Problem requirements:
Rewrite the data below so that each occurrence of "rough mask" becomes "coarse mask", keeping every other character as it is, and omit the pictures from the result.

Data for processing:
-------------------------

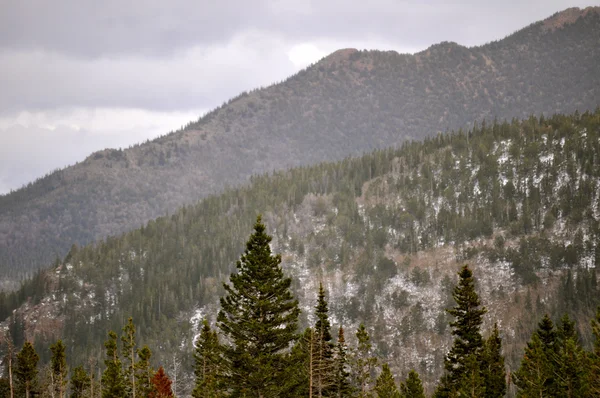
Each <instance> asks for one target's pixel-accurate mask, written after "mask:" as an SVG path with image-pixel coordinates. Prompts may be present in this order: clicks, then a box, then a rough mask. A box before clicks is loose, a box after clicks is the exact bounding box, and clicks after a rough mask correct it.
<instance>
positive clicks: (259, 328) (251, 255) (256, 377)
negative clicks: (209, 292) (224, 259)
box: [217, 216, 300, 398]
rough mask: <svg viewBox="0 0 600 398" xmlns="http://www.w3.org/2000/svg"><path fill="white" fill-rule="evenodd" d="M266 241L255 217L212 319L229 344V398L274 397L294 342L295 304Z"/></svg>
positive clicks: (277, 259)
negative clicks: (224, 290) (287, 357)
mask: <svg viewBox="0 0 600 398" xmlns="http://www.w3.org/2000/svg"><path fill="white" fill-rule="evenodd" d="M270 242H271V237H270V236H269V235H267V233H266V232H265V225H264V224H263V223H262V221H261V218H260V216H259V217H258V219H257V220H256V224H255V225H254V233H253V234H252V235H251V236H250V239H249V240H248V242H247V243H246V250H245V251H244V254H243V255H242V256H241V258H240V260H239V261H238V262H237V264H236V266H237V273H235V274H232V275H231V277H230V282H231V284H224V287H225V291H226V296H225V297H223V298H221V311H220V312H219V315H218V317H217V320H218V326H219V328H220V329H221V331H222V332H223V334H224V335H225V336H226V337H227V338H228V339H229V341H231V345H228V346H225V347H224V349H223V353H224V359H225V362H226V365H227V367H228V368H227V380H226V383H227V385H228V386H229V387H230V388H231V390H232V393H233V394H234V395H246V396H247V397H260V398H263V397H274V396H278V395H279V394H280V391H281V389H282V383H281V380H283V379H284V378H285V376H286V375H285V373H286V370H287V369H288V367H287V366H286V359H287V356H286V355H285V354H286V350H288V349H289V347H290V345H291V344H292V343H293V342H294V340H296V338H297V335H296V328H297V321H298V315H299V313H300V310H299V308H298V301H297V300H294V298H293V296H292V293H291V291H290V285H291V279H290V278H287V277H285V276H284V274H283V270H282V268H281V265H280V264H281V256H280V255H273V254H271V248H270V246H269V243H270Z"/></svg>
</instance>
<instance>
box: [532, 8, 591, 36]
mask: <svg viewBox="0 0 600 398" xmlns="http://www.w3.org/2000/svg"><path fill="white" fill-rule="evenodd" d="M590 13H596V14H600V7H586V8H584V9H581V8H579V7H571V8H567V9H566V10H563V11H560V12H557V13H556V14H554V15H552V16H551V17H549V18H547V19H545V20H544V21H543V25H542V26H543V28H544V29H545V30H555V29H558V28H562V27H563V26H565V25H568V24H572V23H574V22H575V21H577V19H579V17H584V16H586V15H588V14H590Z"/></svg>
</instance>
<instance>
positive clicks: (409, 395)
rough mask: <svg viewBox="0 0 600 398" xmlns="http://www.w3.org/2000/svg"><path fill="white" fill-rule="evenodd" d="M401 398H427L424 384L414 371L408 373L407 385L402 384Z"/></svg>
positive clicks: (412, 370) (403, 383) (416, 373)
mask: <svg viewBox="0 0 600 398" xmlns="http://www.w3.org/2000/svg"><path fill="white" fill-rule="evenodd" d="M400 396H401V397H402V398H425V390H424V389H423V383H422V382H421V378H420V377H419V374H418V373H417V372H415V370H414V369H413V370H411V371H410V372H409V373H408V377H407V378H406V383H402V384H400Z"/></svg>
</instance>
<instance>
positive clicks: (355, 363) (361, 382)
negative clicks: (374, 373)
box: [353, 323, 377, 398]
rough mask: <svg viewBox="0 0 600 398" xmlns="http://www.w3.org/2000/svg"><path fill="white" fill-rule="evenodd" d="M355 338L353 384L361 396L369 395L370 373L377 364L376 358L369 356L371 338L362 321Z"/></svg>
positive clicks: (360, 324) (370, 343)
mask: <svg viewBox="0 0 600 398" xmlns="http://www.w3.org/2000/svg"><path fill="white" fill-rule="evenodd" d="M356 339H357V341H358V346H357V347H356V351H355V353H354V361H353V365H354V366H353V367H354V371H353V373H354V378H355V384H356V388H357V389H358V393H359V396H360V397H361V398H364V397H370V396H371V394H370V390H371V385H372V384H373V379H372V376H371V373H372V371H373V368H374V367H375V366H376V365H377V358H375V357H373V356H371V342H370V340H371V338H370V337H369V333H368V332H367V329H366V328H365V325H363V324H362V323H361V324H360V325H359V327H358V330H357V331H356Z"/></svg>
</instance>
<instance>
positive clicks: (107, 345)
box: [102, 330, 127, 398]
mask: <svg viewBox="0 0 600 398" xmlns="http://www.w3.org/2000/svg"><path fill="white" fill-rule="evenodd" d="M104 347H106V359H105V360H104V364H105V365H106V369H105V370H104V373H103V374H102V398H124V397H126V396H127V387H126V381H125V377H124V376H123V370H122V368H121V360H120V359H119V354H118V352H117V334H116V333H115V332H113V331H112V330H111V331H110V332H108V340H107V341H106V342H105V343H104Z"/></svg>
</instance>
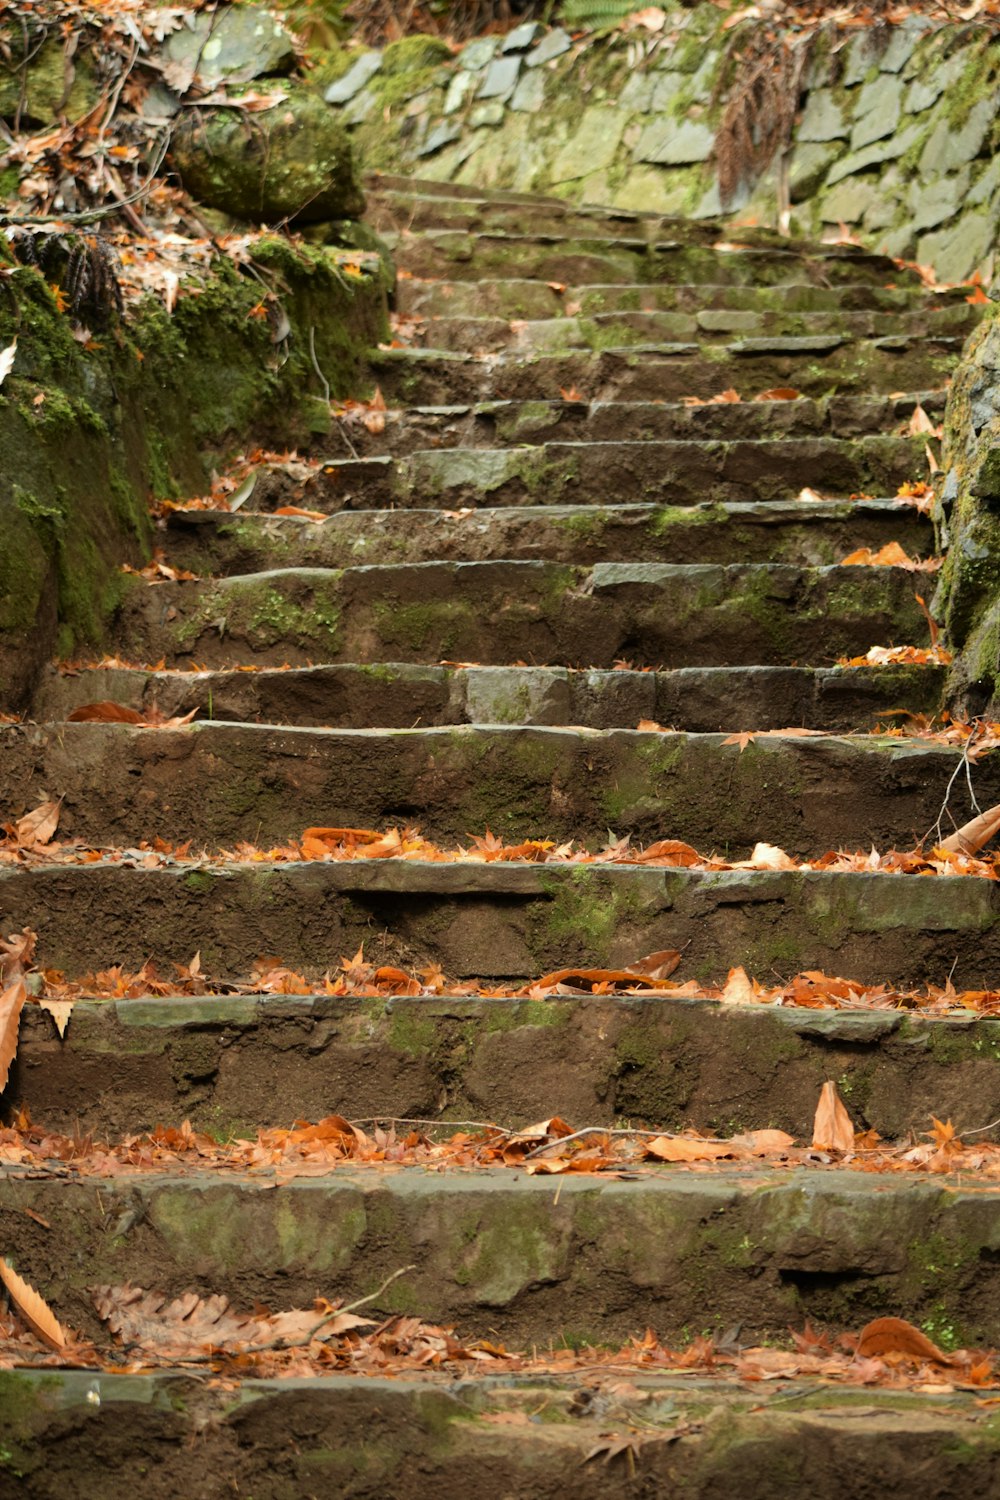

-------------------------

Reply:
Each <instance> asks for one target's pixel-accurate mask, written after "mask:" as an SVG path with image-pixel coordinates. Prompts may be present in this order: clicks, then a box, then a coarse mask. A box before clicks is loose, a box after clicks is the exact bounding box, and clicks after a coarse mask correct it.
<instance>
positive clicks: (259, 328) (251, 255) (256, 377)
negative clicks: (209, 292) (224, 259)
box: [217, 216, 300, 398]
coarse mask: <svg viewBox="0 0 600 398" xmlns="http://www.w3.org/2000/svg"><path fill="white" fill-rule="evenodd" d="M266 241L255 217L212 319L229 344V398L274 397L294 342L295 304Z"/></svg>
positive clicks: (277, 259)
negative clicks: (224, 290) (287, 357)
mask: <svg viewBox="0 0 600 398" xmlns="http://www.w3.org/2000/svg"><path fill="white" fill-rule="evenodd" d="M270 242H271V237H270V236H269V235H267V233H266V232H265V225H264V224H263V223H262V221H261V218H260V216H259V217H258V219H257V220H256V224H255V225H254V233H253V234H252V235H251V236H250V239H249V240H248V242H247V243H246V250H245V251H244V254H243V255H242V256H241V258H240V260H239V261H238V262H237V264H236V266H237V273H235V274H232V275H231V277H230V282H231V284H224V287H225V291H226V296H225V297H223V298H221V311H220V312H219V315H218V317H217V320H218V326H219V328H220V329H221V331H222V332H223V334H224V335H225V336H226V337H227V338H228V339H229V341H231V345H228V346H225V347H224V349H223V353H224V359H225V362H226V365H227V367H228V368H227V380H226V383H227V385H228V386H229V387H230V388H231V390H232V393H233V394H234V395H246V396H247V397H260V398H263V397H274V396H278V395H279V394H280V391H281V389H282V383H281V380H283V379H284V378H285V376H286V375H285V373H286V370H287V369H288V367H287V366H286V359H287V356H286V355H285V354H286V350H288V349H289V347H290V345H291V344H292V343H293V342H294V340H296V338H297V335H296V328H297V321H298V315H299V313H300V310H299V308H298V301H297V300H294V298H293V296H292V293H291V291H290V285H291V279H290V278H287V277H285V276H284V274H283V270H282V268H281V265H280V264H281V256H280V255H273V254H271V248H270V246H269V243H270Z"/></svg>
</instance>
<instance>
box: [532, 8, 591, 36]
mask: <svg viewBox="0 0 600 398" xmlns="http://www.w3.org/2000/svg"><path fill="white" fill-rule="evenodd" d="M590 13H596V14H600V7H586V8H584V9H581V8H579V7H571V8H567V9H566V10H563V11H560V12H557V13H556V14H554V15H552V16H551V17H549V18H547V19H545V20H544V21H543V25H542V26H543V28H544V29H545V30H555V29H558V28H562V27H563V26H565V25H568V24H572V23H574V22H575V21H577V19H579V17H584V16H586V15H588V14H590Z"/></svg>
</instance>
<instance>
positive clicks: (409, 395)
coarse mask: <svg viewBox="0 0 600 398" xmlns="http://www.w3.org/2000/svg"><path fill="white" fill-rule="evenodd" d="M401 398H427L424 384L414 371L408 373L407 385L402 384Z"/></svg>
positive clicks: (412, 370) (403, 383) (416, 373)
mask: <svg viewBox="0 0 600 398" xmlns="http://www.w3.org/2000/svg"><path fill="white" fill-rule="evenodd" d="M400 396H401V397H402V398H425V390H424V389H423V383H422V382H421V378H420V377H419V374H418V373H417V372H415V370H414V369H413V370H411V371H410V372H409V373H408V377H407V378H406V383H402V384H400Z"/></svg>
</instance>
<instance>
positive clicks: (355, 363) (361, 382)
negative clicks: (374, 373)
box: [353, 323, 377, 398]
coarse mask: <svg viewBox="0 0 600 398" xmlns="http://www.w3.org/2000/svg"><path fill="white" fill-rule="evenodd" d="M355 338L353 384L361 396L369 395L370 373L377 364L376 358L369 356L371 338L362 321Z"/></svg>
positive clicks: (360, 324) (370, 343)
mask: <svg viewBox="0 0 600 398" xmlns="http://www.w3.org/2000/svg"><path fill="white" fill-rule="evenodd" d="M356 339H357V341H358V346H357V347H356V351H355V353H354V361H353V365H354V366H353V367H354V371H353V373H354V378H355V384H356V388H357V389H358V393H359V396H360V397H361V398H364V397H370V396H371V394H370V390H371V385H372V384H373V379H372V376H371V373H372V371H373V368H374V367H375V366H376V365H377V358H375V357H373V356H371V342H370V340H371V338H370V337H369V333H368V332H367V329H366V328H365V325H363V324H362V323H361V324H360V325H359V327H358V330H357V331H356Z"/></svg>
</instance>
<instance>
positive clicks: (107, 345)
box: [102, 330, 127, 398]
mask: <svg viewBox="0 0 600 398" xmlns="http://www.w3.org/2000/svg"><path fill="white" fill-rule="evenodd" d="M104 347H106V359H105V360H104V364H105V365H106V369H105V370H104V373H103V374H102V398H124V397H126V396H127V387H126V381H125V377H124V376H123V370H122V368H121V360H120V359H119V354H118V352H117V334H116V333H115V332H113V331H112V330H111V331H110V332H108V340H107V341H106V342H105V343H104Z"/></svg>
</instance>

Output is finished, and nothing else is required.